* **Problem**: Could you please find each line in the records that contains the word "after" and copy it?

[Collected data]

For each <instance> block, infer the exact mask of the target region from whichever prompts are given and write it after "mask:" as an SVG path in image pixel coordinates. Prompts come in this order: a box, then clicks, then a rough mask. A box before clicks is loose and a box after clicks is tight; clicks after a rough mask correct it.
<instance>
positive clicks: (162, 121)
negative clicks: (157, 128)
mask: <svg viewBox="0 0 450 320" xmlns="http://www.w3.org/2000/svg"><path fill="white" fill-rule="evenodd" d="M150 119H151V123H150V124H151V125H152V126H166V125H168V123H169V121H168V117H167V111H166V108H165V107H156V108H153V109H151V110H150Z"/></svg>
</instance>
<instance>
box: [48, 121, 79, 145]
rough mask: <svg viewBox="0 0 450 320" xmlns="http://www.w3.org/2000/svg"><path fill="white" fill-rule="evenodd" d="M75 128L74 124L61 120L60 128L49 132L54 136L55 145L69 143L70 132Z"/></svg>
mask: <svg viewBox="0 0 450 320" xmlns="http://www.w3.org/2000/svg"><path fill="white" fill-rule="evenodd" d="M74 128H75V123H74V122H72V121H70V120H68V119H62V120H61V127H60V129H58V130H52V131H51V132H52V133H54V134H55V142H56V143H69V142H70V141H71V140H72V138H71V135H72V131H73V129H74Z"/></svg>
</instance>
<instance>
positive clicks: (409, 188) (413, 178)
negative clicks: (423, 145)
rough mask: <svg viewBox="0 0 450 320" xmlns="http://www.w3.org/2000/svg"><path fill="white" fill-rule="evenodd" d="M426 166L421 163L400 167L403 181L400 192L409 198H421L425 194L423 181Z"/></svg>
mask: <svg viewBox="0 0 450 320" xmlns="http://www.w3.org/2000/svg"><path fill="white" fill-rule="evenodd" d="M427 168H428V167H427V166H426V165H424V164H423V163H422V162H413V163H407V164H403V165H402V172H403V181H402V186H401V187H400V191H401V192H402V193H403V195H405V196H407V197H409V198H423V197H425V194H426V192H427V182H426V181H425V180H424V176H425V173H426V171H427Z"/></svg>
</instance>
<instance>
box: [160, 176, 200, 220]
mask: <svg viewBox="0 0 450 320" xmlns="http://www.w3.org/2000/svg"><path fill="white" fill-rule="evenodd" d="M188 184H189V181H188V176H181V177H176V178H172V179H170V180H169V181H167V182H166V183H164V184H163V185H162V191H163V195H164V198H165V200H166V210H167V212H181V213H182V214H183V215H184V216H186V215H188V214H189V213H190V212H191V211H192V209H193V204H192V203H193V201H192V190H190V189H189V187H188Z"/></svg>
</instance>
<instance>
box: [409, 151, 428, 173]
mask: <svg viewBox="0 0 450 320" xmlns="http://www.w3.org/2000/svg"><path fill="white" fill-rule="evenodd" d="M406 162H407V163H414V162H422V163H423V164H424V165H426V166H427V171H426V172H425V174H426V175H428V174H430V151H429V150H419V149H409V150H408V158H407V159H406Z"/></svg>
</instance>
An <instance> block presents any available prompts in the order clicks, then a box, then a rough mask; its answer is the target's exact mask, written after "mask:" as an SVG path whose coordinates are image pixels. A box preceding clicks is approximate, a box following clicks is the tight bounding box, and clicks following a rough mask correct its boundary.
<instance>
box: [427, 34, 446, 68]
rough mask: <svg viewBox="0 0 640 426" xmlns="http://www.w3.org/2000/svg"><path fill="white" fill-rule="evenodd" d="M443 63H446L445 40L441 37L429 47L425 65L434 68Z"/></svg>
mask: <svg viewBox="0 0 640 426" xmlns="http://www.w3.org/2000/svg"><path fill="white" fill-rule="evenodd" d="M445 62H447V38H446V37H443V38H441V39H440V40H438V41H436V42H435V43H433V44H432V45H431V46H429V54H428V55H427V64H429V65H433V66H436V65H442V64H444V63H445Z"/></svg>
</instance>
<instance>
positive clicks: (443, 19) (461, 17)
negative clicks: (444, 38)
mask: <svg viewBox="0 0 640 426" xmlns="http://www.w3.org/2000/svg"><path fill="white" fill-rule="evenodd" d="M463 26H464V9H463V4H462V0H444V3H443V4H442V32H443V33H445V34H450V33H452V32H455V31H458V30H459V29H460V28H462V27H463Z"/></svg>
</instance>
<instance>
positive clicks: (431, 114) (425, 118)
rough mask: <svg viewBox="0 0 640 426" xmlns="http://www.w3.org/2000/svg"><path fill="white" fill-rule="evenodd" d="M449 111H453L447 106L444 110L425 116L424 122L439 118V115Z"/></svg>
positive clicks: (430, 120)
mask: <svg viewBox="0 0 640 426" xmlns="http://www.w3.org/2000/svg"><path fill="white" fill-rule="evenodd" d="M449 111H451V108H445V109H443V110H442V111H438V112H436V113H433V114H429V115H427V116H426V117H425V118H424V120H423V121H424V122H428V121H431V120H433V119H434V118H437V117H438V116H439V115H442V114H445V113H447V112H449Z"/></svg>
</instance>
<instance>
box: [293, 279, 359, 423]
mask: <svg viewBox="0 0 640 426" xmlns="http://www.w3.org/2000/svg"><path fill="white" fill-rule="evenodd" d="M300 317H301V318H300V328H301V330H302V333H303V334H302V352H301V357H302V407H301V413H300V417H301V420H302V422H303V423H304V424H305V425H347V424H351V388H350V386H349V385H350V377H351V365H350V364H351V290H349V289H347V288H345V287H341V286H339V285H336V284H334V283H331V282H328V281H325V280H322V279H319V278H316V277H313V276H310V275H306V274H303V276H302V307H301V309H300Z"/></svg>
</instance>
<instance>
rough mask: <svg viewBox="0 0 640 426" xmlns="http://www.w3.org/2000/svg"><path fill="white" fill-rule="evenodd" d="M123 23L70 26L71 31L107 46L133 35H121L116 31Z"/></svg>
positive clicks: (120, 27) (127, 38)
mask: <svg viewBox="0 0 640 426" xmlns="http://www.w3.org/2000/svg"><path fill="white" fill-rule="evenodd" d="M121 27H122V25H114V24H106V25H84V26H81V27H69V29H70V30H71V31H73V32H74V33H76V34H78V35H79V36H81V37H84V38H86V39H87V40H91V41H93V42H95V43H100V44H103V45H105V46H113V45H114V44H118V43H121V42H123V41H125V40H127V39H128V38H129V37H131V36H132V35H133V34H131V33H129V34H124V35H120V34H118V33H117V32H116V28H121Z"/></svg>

* **Response area**:
For each <instance> block, infer the exact mask of the target region from whichever prompts are given and write it after "mask:" as an SVG path in image pixel coordinates. Prompts come in this order: a box, then clicks, then a rough mask. A box before clicks is loose and a box after clicks is tight; clicks after a rough mask correct it.
An <instance> block presents any available prompts in the order clicks, then a box, then a rough mask; its answer is the target's exact mask, written after "mask:" as an SVG path whose coordinates are image pixels. A box preceding clicks is approximate, a box following clicks is the tight bounding box, and clicks following a rough mask correct its boundary.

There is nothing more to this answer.